[Records taken from a data collection]
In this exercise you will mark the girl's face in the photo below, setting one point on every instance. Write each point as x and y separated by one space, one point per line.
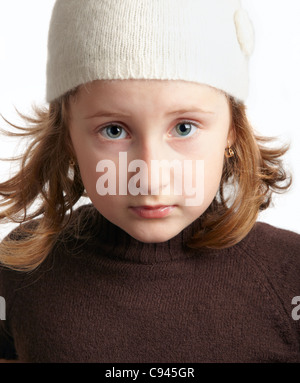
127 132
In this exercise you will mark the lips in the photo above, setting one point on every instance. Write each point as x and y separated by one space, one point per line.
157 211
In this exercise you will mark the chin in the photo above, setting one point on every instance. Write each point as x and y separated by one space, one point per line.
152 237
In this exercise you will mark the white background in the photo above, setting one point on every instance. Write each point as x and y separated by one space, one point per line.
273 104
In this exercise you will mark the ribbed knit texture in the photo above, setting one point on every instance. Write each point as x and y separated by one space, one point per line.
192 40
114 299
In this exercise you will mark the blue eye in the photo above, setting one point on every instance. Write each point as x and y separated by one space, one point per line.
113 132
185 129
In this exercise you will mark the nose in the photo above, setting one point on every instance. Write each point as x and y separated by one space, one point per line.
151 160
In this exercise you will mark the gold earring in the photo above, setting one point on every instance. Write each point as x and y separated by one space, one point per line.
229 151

...

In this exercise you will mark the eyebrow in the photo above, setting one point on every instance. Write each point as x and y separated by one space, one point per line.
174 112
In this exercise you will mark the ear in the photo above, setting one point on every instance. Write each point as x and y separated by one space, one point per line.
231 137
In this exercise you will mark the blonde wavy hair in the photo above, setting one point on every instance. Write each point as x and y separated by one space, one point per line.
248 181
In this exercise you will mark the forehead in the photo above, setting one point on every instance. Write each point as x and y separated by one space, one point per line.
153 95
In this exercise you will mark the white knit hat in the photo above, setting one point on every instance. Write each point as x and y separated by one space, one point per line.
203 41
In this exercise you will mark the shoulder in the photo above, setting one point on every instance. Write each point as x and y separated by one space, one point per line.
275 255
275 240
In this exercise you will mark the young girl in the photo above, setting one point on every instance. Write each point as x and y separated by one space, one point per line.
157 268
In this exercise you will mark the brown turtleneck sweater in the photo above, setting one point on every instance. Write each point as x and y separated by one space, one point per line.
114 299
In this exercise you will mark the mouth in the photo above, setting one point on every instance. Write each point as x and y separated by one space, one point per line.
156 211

▶ Aim of the exercise
Find each line in the data above that contains the string "girl" and copy those lines out. Case counts when matching.

▶ Exercise output
In this exercise you will mark the girl's face in the photo below, setting one point on every instance. Write each point as x and y separated by one space, one point per line.
In this exercise you will mark the young girl in the photo above, setting one point on every instance. Write each point as x and y separated by one space, one point per line.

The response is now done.